Covid Changed My Relationship With Food And Not For The Better

This article is written by a student writer from the Her Campus at U Alberta chapter.

Growing up and all the way up until a couple of months ago, I used to have a really good relationship with food and the way I viewed my body. I ate whatever I wanted, albeit most of it wasn’t healthy, but I never felt guilty about what I was putting into my body. I could have five pieces of pizza with a huge helping of chips and topped off with a big bowl of ice cream and not feel bad about all the food I just consumed. Now though all of that has changed with Covid and this new world we now live in. 

A couple of months ago I made the decision to start taking better care of myself. I had nothing else to do and started devoting my time to working out every day and eating healthier. Now don’t get me wrong, in no way is this a bad thing. In fact, I’m so grateful that I made this change because physically and in some aspects mentally I have never felt better. However, as I mentioned in the title, my mental state surrounding food has completely shifted. When I first started trying to live a healthier lifestyle I did it solely for the purpose of trying to lose weight and get in shape. Now I am blessed in the sense that I grew up playing sports, so I already am in a fair bit of shape and I am used to fitness, however over the last couple of years I definitely neglected my body and so I wanted to pick myself back up and try to make some healthier changes in my life. 

Focusing on only making these changes for how I looked felt great at first but then it completely altered my sense of self. I would get discouraged when I wouldn’t see changes immediately in my body and I would constantly compare myself to other fitness influencers online. Worst of all I fell into a pattern of treating food as the enemy and would beat myself up whenever I had something as small as a piece of chocolate. I would look at what other influencers would eat in a day and immediately feel guilty for not eating a salad or for having second helpings. My mindset around food became dangerous and I started to fall into a pattern of weighing myself after I ate, which is not healthy at all. This pattern would have only continued and got way worse if I didn’t reach out for help.

Dataset entries:
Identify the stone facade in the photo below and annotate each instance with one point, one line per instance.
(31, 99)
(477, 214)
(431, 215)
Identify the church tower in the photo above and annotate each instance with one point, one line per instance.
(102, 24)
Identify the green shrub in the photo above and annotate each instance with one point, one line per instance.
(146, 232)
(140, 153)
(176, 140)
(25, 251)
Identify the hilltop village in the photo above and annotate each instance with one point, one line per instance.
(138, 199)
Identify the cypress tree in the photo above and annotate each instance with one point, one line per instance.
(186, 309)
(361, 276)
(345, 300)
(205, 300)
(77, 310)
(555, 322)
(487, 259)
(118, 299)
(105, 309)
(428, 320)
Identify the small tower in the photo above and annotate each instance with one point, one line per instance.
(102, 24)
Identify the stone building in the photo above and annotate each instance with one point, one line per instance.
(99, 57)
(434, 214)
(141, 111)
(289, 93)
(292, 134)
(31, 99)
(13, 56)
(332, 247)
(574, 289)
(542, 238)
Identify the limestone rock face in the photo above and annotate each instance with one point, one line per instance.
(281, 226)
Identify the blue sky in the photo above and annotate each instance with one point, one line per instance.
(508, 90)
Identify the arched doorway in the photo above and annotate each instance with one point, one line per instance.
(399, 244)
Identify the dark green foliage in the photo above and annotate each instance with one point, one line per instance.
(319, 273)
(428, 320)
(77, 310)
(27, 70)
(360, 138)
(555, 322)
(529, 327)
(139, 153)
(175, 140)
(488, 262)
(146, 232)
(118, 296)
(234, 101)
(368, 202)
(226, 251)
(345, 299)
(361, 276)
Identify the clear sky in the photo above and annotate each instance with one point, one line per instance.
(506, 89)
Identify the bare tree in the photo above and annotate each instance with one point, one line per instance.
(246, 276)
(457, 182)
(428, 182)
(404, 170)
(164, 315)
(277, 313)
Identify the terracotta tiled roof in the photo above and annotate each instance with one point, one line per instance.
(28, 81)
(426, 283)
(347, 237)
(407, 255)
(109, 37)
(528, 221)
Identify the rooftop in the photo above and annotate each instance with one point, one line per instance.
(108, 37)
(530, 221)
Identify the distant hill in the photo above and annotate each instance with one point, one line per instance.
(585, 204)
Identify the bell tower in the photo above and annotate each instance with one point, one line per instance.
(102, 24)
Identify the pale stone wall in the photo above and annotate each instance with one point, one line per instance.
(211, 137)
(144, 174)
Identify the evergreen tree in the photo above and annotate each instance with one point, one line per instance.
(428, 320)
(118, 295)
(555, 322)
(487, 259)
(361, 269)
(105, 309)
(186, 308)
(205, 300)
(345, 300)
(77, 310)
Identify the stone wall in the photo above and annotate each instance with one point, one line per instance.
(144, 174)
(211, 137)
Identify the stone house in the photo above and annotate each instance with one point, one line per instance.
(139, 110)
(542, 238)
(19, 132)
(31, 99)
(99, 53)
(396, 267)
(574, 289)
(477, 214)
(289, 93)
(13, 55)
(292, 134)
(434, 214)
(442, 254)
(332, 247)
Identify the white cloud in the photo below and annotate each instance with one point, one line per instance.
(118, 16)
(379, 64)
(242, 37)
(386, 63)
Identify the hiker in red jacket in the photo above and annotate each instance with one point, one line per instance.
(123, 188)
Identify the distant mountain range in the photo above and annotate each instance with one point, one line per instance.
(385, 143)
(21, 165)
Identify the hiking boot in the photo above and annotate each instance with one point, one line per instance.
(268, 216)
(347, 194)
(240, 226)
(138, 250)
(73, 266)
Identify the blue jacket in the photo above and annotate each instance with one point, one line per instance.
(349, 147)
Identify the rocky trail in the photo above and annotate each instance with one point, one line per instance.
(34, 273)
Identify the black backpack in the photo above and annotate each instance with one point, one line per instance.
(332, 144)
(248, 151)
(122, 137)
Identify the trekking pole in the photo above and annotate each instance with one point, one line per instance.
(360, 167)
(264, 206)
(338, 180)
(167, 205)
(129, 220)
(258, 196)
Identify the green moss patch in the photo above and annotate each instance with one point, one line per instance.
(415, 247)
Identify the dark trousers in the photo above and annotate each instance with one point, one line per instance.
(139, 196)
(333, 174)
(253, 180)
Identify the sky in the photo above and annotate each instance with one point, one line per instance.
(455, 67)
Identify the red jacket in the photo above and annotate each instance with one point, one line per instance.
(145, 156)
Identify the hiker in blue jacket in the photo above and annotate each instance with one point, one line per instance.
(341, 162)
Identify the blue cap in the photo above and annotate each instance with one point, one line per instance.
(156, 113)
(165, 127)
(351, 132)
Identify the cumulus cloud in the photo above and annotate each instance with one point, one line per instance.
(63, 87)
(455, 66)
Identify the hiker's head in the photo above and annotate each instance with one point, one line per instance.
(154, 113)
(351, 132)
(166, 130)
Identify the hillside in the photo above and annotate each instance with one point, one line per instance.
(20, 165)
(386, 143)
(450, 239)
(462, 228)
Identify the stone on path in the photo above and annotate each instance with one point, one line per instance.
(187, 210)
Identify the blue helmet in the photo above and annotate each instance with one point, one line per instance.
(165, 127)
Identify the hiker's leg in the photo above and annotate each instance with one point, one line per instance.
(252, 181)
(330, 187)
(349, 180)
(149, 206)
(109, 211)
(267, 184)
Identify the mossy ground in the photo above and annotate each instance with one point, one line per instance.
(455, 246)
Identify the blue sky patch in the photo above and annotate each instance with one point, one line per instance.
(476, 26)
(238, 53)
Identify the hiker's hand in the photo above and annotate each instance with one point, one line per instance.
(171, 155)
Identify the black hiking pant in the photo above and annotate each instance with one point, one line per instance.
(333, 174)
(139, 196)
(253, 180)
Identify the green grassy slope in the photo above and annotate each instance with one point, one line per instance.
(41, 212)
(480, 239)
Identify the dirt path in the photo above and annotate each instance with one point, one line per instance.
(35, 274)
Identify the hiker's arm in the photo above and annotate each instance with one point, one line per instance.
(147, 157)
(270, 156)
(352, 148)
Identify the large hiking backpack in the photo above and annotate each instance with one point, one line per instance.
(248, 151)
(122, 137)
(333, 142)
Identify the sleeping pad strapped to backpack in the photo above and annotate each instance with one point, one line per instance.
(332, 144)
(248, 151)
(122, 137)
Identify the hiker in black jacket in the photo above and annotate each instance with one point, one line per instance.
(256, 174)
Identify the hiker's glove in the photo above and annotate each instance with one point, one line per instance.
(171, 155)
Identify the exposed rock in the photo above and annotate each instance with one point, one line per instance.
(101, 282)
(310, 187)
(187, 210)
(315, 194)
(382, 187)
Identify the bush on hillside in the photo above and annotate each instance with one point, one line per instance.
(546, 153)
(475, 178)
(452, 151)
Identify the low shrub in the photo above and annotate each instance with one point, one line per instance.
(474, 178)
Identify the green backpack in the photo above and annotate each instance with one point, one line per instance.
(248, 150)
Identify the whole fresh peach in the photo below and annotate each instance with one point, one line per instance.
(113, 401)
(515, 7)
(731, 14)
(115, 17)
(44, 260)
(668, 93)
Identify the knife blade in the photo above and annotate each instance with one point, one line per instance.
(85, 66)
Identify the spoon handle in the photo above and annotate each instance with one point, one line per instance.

Problem set:
(A) In the essay on Covid and food, what did the writer grow up playing?
(B) Retype the part of the essay on Covid and food that opens with the words containing "A couple of months ago I" and closes with "in my life.".
(C) Write what comes next in the essay on Covid and food, starting after its last sentence.

Expected outputs:
(A) Sports.

(B)
A couple of months ago I made the decision to start taking better care of myself. I had nothing else to do and started devoting my time to working out every day and eating healthier. Now don’t get me wrong, in no way is this a bad thing. In fact, I’m so grateful that I made this change because physically and in some aspects mentally I have never felt better. However, as I mentioned in the title, my mental state surrounding food has completely shifted. When I first started trying to live a healthier lifestyle I did it solely for the purpose of trying to lose weight and get in shape. Now I am blessed in the sense that I grew up playing sports, so I already am in a fair bit of shape and I am used to fitness, however over the last couple of years I definitely neglected my body and so I wanted to pick myself back up and try to make some healthier changes in my life.

(C)
Finally talking about these issues lifted a weight off my shoulders. I no longer felt like I was alone and my fears were vocalized. I am nowhere near back to where I was a couple of months ago when it comes to food and I honestly don’t know if I ever will be. This process will take time and it is a constant issue that I know I will deal with throughout my life. I know I am lucky because so many people suffer from severely disordered eating and other issues surrounding food but I wanted to vocalize my experience so others out there who have stories surrounding their own experience with food relationships know they’re not alone. 

 

Rieley Tomkinson

U Alberta '22

Rieley is a third year Elementary Education student at the University of Alberta. When she's not busy studying you can find her binging a new Netflix show, singing along to musicals, playing with her dog or curled up with a new book.
Simi is a senior at the University of Alberta studying Sociology and Religious Studies. She grew up in Houston Texas and lives by the saying “go big or go home”. She is currently Her Campus Ualberta's Editor in Chief and Campus Correspondent. School, volunteering, clubs, and work occupy most of her time. You can find her on Instagram at @simi.bhangoo.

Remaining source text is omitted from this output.